WHAT THE TASK REQUIRES:
The answer is the data below, repeated exactly, with no pictures included.

[[ RECORDS, beginning ]]

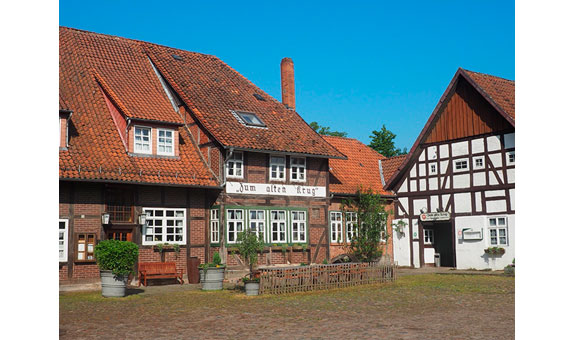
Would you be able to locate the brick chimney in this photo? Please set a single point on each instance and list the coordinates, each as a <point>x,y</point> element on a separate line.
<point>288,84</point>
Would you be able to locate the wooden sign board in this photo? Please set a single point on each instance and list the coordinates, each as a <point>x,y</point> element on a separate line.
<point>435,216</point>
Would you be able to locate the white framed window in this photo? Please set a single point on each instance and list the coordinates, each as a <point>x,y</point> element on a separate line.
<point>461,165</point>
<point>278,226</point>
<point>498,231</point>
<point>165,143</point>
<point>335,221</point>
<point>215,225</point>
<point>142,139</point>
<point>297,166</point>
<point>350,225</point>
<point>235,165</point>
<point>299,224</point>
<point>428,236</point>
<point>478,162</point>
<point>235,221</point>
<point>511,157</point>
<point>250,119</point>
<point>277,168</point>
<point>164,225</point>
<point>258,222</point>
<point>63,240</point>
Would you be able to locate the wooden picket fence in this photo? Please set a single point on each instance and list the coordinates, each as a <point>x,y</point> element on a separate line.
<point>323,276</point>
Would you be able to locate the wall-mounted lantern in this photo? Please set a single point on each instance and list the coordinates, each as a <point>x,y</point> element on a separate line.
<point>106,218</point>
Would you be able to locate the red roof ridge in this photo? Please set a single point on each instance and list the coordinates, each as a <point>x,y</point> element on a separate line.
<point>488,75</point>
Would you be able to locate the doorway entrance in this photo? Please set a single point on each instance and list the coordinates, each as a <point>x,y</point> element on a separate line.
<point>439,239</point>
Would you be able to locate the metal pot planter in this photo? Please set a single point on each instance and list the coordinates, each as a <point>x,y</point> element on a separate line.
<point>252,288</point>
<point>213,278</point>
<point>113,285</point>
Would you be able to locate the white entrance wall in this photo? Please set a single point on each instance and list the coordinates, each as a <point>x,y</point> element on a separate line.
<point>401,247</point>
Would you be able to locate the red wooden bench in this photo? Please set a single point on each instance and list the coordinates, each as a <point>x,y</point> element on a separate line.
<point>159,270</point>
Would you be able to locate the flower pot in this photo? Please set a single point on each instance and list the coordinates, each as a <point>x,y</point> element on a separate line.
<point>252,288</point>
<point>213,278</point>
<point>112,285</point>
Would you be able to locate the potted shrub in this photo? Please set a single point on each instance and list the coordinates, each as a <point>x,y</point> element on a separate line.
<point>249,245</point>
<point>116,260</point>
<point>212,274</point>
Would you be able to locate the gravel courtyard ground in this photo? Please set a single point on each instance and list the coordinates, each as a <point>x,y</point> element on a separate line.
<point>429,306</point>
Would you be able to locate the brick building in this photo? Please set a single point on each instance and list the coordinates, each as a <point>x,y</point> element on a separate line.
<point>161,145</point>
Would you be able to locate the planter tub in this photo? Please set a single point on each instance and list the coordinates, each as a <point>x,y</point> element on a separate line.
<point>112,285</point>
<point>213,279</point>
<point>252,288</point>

[[ RECORDS, end ]]

TASK RESPONSE:
Would you be able to locate the brick chimney in this photo? Please set a single point on each instance and list the coordinates, each as a <point>x,y</point> element on a separate line.
<point>288,84</point>
Would you be able to locate the wooden sign board in this photo? Please set a single point on each instance and list the coordinates, each as a <point>x,y</point> element on a separate line.
<point>435,216</point>
Would you be able to locate the white framed window in this photo? Please set a single point on each instance and list the coordinates, each as a <point>x,y</point> element on a separate line.
<point>461,165</point>
<point>278,226</point>
<point>498,231</point>
<point>165,143</point>
<point>335,221</point>
<point>215,225</point>
<point>142,139</point>
<point>297,166</point>
<point>350,225</point>
<point>235,165</point>
<point>299,224</point>
<point>428,236</point>
<point>478,162</point>
<point>235,221</point>
<point>511,157</point>
<point>250,119</point>
<point>277,168</point>
<point>164,225</point>
<point>258,222</point>
<point>63,240</point>
Would you be able to locate the wooden picket fence in this photo? Please set a single point on each instance and list the coordinates, each as a <point>x,y</point> element on a separate line.
<point>323,276</point>
Would you be able to locate the wall-mounted lantern in this photo? Please set a single point on each instance and list the coordinates, each as a <point>x,y</point> element on a separate line.
<point>106,218</point>
Would you be able to locate the red roof ridge in this photo? Please set a single point on each instance and list the coordinates, each as a <point>x,y</point> element on a separate line.
<point>488,75</point>
Would you be able to locate the doorway entrance in this photo? Please set a single point on each instance and list the coordinates, each as a <point>x,y</point> element on a separate line.
<point>439,239</point>
Would you be able to locate the metal pot planter in this photo? Please set a single point on each instance and list the coordinates, each as a <point>x,y</point> element on a separate line.
<point>252,288</point>
<point>213,278</point>
<point>113,285</point>
Would you be able to locate the white entrance wall in this photo? Please set a single point on each instance and list the coordinates, each as a <point>x,y</point> element on a separate line.
<point>401,247</point>
Would you be able to locate the red wooden bench in this photo? Please set a single point on each instance and list the coordinates, each as a <point>x,y</point> element on a separate line.
<point>159,270</point>
Would you be able to locate the flower pot in this photo? Please set a single point on each instance and list the coordinates, each as a <point>x,y</point> element on a separate line.
<point>252,288</point>
<point>213,278</point>
<point>112,285</point>
Would you be able to locate the potted shrub in this photo? Please set a single point on each instance and list the coordinates, each as a <point>x,y</point> element on a separate line.
<point>249,245</point>
<point>116,260</point>
<point>212,274</point>
Would you be able to locate the gravel courtyard ground in this photo? Please set a single point on each instance and list the coordinates, each as a <point>x,y</point> element on a separate line.
<point>429,306</point>
Would you be able to locate the brick building in this photo? Please set a single point on each instance and list the coordinates, each as a <point>x,y</point> element on a separate line.
<point>161,145</point>
Would you be able to locate the planter tub in this photo? Please set a single point on each instance and list the coordinates, each as a <point>x,y</point> element on a separate line.
<point>112,285</point>
<point>213,279</point>
<point>252,288</point>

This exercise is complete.